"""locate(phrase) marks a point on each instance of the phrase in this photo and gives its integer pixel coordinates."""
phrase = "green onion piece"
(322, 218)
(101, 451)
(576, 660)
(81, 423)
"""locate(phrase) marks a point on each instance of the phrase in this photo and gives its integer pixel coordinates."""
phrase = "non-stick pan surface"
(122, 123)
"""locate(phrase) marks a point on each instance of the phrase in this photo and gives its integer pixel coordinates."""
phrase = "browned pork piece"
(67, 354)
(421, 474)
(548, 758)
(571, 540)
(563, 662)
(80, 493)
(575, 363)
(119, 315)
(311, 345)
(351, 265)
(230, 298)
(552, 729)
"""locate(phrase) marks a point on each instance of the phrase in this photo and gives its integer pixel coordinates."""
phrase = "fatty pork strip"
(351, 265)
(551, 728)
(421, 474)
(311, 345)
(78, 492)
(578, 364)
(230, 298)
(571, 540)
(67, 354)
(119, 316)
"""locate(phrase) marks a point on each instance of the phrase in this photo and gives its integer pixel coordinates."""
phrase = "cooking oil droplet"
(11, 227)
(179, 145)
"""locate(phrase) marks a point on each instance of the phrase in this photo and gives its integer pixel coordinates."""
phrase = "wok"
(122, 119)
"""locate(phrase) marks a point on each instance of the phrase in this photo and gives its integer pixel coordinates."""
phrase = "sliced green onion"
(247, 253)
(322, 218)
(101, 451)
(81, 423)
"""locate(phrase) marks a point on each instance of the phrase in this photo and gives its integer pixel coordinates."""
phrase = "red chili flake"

################

▶ DIRECTIONS FOR THIS TASK: Rescale all the items above by writing out every line again, request lines included, with each point coordinate multiplied by 1.8. Round every result to a whole number, rounding halves up.

▶ ANSWER FOR THIS EXERCISE:
"""locate(phrase) marks a point on each instance of the phrase in this photo and gives its integer pixel coordinates."""
phrase = "green onion piece"
(580, 392)
(182, 812)
(1037, 1188)
(146, 761)
"""locate(phrase) marks a point on each instance of the phrase in this photo and gives its integer pixel coordinates."""
phrase = "non-stick pan surface"
(220, 221)
"""locate(phrase) marks a point on each instance of the phrase in this photo and gives its integer pixel coordinates."""
phrase = "browned pork piece"
(121, 637)
(758, 853)
(986, 1364)
(1028, 972)
(1013, 1192)
(144, 887)
(1035, 653)
(214, 567)
(560, 621)
(632, 477)
(414, 536)
(994, 1312)
"""locate(phrase) marks a point on each instance of the phrase in this photo and gives its integer pixel coordinates."""
phrase = "fatty pork strip"
(632, 477)
(992, 1310)
(758, 853)
(560, 621)
(140, 886)
(1040, 655)
(414, 536)
(1028, 972)
(121, 637)
(214, 569)
"""locate(phrase) marks a point on each instance of the phrase in this photo and gives its integer pixel coordinates."""
phrase = "cooking oil droplet"
(20, 409)
(322, 261)
"""locate(phrase) marks a point on each instance of the phrase in this photo and gives its integer pixel coordinates."""
phrase = "wok"
(220, 214)
"""locate(phrase) marks a point on each instance of the phrase in this photo and gives its integer pixel coordinates."""
phrase = "sliced green onion"
(445, 455)
(580, 392)
(182, 812)
(146, 761)
"""locate(phrase) marks a point on each instance of the phrase in this photo and gives its integer pixel coordinates."""
phrase = "red chili flake"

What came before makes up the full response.